──────── Input records ────────

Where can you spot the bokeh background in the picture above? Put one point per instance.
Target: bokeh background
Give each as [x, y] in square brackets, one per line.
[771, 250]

────────
──────── Input records ────────

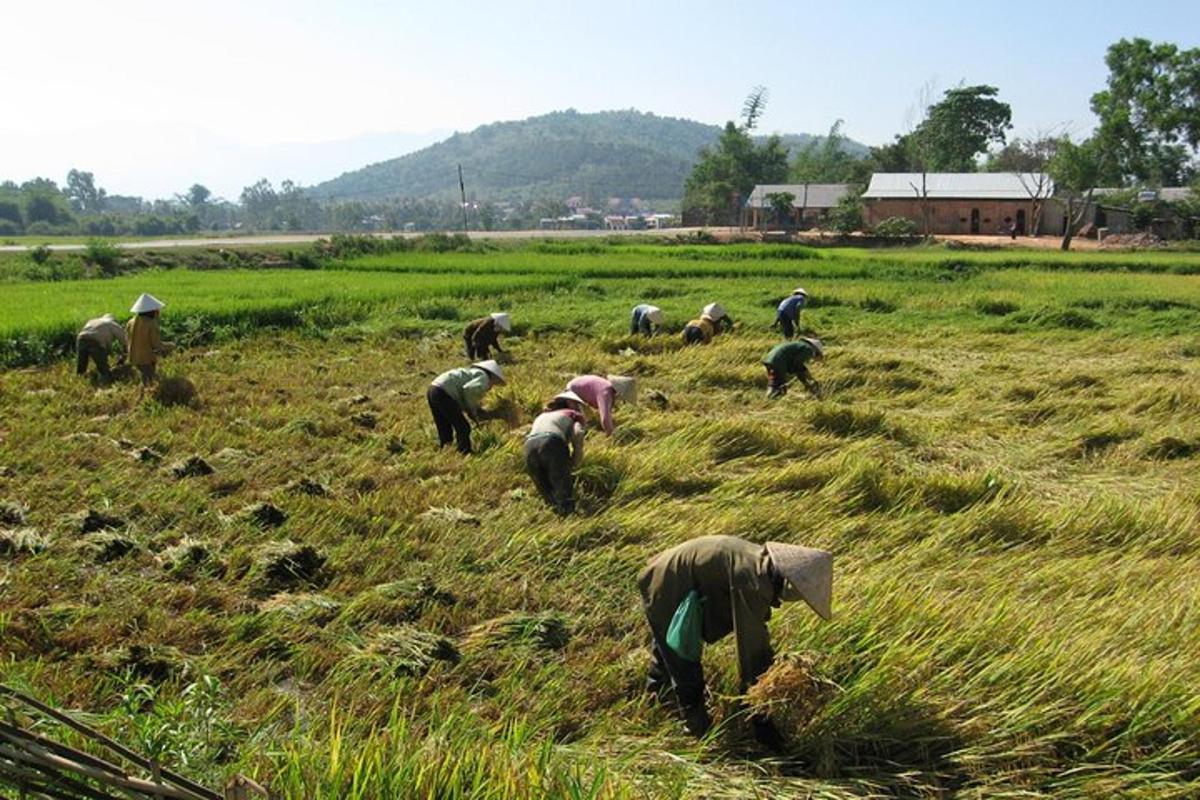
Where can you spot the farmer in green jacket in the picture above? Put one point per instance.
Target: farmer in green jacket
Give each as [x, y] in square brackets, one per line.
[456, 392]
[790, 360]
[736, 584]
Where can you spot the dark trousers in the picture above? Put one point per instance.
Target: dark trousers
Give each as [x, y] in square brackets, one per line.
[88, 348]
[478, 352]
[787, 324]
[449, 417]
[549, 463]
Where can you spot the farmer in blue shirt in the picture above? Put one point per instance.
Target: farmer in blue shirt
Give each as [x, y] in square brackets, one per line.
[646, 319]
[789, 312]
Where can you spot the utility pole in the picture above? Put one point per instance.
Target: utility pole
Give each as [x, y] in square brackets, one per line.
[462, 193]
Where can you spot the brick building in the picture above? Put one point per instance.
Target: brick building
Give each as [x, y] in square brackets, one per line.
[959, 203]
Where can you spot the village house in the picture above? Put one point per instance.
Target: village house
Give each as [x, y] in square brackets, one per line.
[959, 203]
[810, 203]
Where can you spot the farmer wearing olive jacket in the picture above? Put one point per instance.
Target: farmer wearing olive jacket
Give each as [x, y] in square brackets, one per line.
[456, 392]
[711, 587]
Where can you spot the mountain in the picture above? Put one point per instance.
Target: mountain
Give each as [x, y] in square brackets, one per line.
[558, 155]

────────

◆ Work instructions
Extract from the listing above every line that contains the word "village", treating case as significant.

◆ Output for this task
Where can you spot the village house in the picture above? Put one point per instance.
Target: village house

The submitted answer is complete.